• **Aufgabenbeschreibung**
Wandle die Zeilen vom Beginn der Datensätze bis einschließlich der Zeile mit „(1139, 586)“ in eine nummerierte Liste um und lass dabei Leerzeilen weg. Gib ausschließlich diese Zeilen aus.

• **Datensätze zu Objektpositionen**
.....
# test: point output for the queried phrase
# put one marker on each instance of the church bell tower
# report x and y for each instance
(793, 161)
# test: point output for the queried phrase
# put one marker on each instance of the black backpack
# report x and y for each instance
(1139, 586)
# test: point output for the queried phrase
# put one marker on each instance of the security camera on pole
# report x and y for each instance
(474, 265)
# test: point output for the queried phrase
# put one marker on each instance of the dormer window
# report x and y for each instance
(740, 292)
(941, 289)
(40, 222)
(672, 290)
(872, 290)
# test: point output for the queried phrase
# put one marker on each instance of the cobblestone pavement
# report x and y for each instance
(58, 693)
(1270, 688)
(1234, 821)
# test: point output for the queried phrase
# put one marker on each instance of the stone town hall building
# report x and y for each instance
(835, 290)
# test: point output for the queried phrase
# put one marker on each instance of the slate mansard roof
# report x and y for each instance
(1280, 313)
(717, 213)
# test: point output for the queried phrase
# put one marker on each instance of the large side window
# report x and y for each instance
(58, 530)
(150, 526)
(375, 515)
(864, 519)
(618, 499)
.....
• **Die Antwort**
1. # test: point output for the queried phrase
2. # put one marker on each instance of the church bell tower
3. # report x and y for each instance
4. (793, 161)
5. # test: point output for the queried phrase
6. # put one marker on each instance of the black backpack
7. # report x and y for each instance
8. (1139, 586)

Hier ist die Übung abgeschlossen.